▶ [WORK REQUIRED] Pull out every line below and reproduce each one verbatim, without changing a word.

=-=-=

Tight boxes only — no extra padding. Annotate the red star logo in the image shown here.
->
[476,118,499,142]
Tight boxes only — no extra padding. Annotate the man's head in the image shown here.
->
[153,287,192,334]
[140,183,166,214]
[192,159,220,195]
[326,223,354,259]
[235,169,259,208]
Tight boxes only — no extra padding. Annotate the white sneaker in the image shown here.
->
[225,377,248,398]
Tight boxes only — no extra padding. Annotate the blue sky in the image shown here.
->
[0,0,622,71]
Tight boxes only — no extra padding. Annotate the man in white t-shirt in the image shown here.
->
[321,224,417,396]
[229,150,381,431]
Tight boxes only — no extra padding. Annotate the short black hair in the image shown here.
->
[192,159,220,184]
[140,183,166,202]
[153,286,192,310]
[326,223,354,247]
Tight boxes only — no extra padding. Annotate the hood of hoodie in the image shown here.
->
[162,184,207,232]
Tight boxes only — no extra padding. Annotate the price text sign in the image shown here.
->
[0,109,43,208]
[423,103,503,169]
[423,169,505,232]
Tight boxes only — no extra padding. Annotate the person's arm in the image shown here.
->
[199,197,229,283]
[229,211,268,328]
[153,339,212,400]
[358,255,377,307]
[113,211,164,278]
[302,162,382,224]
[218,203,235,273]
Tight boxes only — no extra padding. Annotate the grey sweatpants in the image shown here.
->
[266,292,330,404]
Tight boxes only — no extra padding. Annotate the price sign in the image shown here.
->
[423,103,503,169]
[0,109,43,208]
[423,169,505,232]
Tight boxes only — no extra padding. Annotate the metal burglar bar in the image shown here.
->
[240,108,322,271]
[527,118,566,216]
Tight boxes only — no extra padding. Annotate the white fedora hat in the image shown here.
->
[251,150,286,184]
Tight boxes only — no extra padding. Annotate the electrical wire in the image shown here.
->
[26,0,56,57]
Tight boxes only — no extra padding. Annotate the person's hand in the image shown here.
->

=-=-=

▶ [SOLUTION TO THIS EXERCISE]
Tight boxes only — no extra padding. Annotate the red star logo in the image shown here.
->
[476,118,499,142]
Tight boxes only — no extra padding. Annotate the man's head in the image shown here.
->
[153,287,192,334]
[140,183,166,214]
[192,159,220,195]
[326,223,354,259]
[235,169,259,208]
Tight boxes only — no extra padding. Annotate the white sneaker in the image shown here.
->
[225,377,248,398]
Tight boxes only — no extra padding. Annotate the blue sky in the image shown here.
->
[0,0,622,71]
Tight boxes only — no extra padding. Annotate the man in white t-shirt in the image shown here.
->
[321,224,417,396]
[229,150,381,431]
Tight boxes only — no extra padding. Annotate the short black hair in the image shown here.
->
[192,159,220,184]
[140,183,166,202]
[153,286,192,310]
[326,223,354,247]
Tight boxes only — no extra padding. Annotate the hood of hoodie in the image shown here.
->
[162,184,207,232]
Tight boxes only — no extra padding. Annotate the price text sign in the image shown here.
->
[0,109,43,208]
[423,103,503,169]
[423,169,505,232]
Tight boxes only — no extra padding. Annotate the person's arm in the image shown here.
->
[199,197,229,283]
[229,211,268,328]
[153,339,212,400]
[358,255,377,307]
[113,211,164,278]
[302,162,382,224]
[218,203,235,273]
Tight boxes only — no extra padding. Annotate the grey sweatpants in the image shown here.
->
[266,292,330,404]
Tight boxes only — no extra padding. Annotate the price sign in the image shown here.
->
[423,103,503,169]
[0,109,43,208]
[423,169,505,232]
Tight boxes only — no extra padding. Annotate the metal burglar bar in the image shown here.
->
[240,108,322,271]
[527,118,566,216]
Tight boxes only — no extra padding. Annotate the white fedora hat in the image shown here.
->
[251,150,286,184]
Tight boxes only — no extra padding. Annotate the electrical wire in the image shown here.
->
[26,0,56,57]
Tight boxes only — no extra padding. Annotate the person's hand in the image shown here.
->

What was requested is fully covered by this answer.